Dataset entries

******

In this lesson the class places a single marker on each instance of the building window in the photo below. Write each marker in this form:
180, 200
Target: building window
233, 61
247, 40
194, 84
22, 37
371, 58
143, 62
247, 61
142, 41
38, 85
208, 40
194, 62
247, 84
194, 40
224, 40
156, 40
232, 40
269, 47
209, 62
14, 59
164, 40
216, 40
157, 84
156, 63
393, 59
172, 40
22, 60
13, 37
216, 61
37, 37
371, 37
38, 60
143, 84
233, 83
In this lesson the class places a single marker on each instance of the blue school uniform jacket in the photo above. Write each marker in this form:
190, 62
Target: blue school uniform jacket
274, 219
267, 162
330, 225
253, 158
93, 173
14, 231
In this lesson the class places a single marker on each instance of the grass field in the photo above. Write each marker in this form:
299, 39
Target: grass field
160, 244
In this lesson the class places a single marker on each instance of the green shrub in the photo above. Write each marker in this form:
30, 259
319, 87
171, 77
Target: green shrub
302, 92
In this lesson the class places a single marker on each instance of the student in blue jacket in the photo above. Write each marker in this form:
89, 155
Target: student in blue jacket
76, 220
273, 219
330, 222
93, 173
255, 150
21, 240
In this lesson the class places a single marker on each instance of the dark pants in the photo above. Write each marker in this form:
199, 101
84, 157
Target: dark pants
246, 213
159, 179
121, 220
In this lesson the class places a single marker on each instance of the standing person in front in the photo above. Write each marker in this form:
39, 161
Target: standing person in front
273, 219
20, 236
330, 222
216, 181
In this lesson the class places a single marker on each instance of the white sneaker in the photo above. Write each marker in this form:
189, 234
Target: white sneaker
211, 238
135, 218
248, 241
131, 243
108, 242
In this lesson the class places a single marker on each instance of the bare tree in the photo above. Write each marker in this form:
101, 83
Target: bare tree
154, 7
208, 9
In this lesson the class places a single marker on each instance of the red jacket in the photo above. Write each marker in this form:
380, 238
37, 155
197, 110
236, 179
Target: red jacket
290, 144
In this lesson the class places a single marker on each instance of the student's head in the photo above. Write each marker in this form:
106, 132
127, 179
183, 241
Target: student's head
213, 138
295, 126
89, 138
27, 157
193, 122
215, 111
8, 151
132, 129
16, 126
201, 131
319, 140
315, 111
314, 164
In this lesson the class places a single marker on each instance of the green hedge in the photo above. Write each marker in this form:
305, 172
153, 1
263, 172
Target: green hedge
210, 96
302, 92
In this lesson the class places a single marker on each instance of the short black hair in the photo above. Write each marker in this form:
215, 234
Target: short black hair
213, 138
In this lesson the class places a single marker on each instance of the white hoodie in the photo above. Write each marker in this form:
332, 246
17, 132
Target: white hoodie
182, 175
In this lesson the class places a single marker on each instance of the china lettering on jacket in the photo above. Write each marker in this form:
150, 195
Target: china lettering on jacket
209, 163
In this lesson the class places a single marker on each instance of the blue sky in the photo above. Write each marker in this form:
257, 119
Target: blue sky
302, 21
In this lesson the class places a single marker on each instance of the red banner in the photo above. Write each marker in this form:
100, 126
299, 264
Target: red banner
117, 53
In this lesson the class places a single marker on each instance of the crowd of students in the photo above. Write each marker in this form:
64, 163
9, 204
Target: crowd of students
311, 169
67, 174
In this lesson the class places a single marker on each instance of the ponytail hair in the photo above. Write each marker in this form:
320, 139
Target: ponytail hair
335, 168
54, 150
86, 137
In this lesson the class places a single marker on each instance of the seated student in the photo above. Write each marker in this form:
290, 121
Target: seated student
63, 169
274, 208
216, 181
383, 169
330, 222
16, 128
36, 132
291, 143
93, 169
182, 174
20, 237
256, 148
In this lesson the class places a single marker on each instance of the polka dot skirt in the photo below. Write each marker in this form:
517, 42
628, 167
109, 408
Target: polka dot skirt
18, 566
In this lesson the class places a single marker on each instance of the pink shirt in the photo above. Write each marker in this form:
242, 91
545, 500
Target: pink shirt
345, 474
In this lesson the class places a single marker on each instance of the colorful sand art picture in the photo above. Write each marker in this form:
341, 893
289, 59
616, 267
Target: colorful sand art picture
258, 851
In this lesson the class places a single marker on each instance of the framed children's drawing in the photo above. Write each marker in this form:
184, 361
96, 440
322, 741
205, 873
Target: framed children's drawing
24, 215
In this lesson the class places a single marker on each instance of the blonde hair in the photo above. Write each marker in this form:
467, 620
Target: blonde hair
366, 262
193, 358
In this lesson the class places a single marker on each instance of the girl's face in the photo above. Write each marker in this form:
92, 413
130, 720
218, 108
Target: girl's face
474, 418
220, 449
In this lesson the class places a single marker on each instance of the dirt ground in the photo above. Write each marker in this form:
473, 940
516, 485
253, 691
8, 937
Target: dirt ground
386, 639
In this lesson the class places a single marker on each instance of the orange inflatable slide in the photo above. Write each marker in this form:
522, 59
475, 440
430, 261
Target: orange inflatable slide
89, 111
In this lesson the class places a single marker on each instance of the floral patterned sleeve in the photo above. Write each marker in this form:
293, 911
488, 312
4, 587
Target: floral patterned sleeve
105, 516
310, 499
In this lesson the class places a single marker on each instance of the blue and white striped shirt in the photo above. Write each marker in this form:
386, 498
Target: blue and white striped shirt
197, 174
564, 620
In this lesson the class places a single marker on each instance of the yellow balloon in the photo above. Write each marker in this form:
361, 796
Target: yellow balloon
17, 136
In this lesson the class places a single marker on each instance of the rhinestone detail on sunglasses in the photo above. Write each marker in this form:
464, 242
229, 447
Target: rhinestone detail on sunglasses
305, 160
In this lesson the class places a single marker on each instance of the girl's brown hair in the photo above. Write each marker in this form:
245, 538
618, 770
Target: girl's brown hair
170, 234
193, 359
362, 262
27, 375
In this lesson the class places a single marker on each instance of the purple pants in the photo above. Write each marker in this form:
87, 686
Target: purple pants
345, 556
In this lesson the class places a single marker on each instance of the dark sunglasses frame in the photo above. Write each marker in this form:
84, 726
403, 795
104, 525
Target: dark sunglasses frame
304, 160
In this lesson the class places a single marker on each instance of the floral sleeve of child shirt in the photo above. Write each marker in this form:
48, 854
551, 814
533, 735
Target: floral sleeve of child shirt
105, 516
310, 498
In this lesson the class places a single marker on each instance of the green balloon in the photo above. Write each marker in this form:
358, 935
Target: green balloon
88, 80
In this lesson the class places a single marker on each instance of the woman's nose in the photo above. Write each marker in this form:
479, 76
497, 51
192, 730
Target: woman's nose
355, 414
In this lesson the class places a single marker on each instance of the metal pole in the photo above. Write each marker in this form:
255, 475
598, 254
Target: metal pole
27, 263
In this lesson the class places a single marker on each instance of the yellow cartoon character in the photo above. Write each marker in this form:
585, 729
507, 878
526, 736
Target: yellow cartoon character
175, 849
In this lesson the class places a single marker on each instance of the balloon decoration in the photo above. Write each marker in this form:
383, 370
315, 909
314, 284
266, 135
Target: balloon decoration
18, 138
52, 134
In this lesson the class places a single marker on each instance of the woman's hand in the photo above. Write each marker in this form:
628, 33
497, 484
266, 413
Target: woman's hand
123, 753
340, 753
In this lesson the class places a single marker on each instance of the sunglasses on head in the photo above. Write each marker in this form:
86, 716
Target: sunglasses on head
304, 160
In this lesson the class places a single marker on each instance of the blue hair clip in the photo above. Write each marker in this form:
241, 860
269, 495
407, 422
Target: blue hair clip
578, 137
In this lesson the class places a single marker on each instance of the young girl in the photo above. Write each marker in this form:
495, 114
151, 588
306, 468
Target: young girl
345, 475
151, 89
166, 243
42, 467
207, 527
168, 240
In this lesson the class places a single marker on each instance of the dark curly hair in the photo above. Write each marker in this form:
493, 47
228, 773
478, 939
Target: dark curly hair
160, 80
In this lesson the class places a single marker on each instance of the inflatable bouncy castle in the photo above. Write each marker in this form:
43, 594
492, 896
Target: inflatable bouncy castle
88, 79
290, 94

******

→ **EXERCISE REQUIREMENTS**:
With the string "below" as the key, filter the data above and show the lines that match.

→ **OUTPUT FOR THIS EXERCISE**:
In this lesson the class places a single marker on each instance of the building window in the photo below. Write each marker in this form:
In this lesson the class places a single marker on each instance of the polka dot skirt in the photo below. Write each marker in this form:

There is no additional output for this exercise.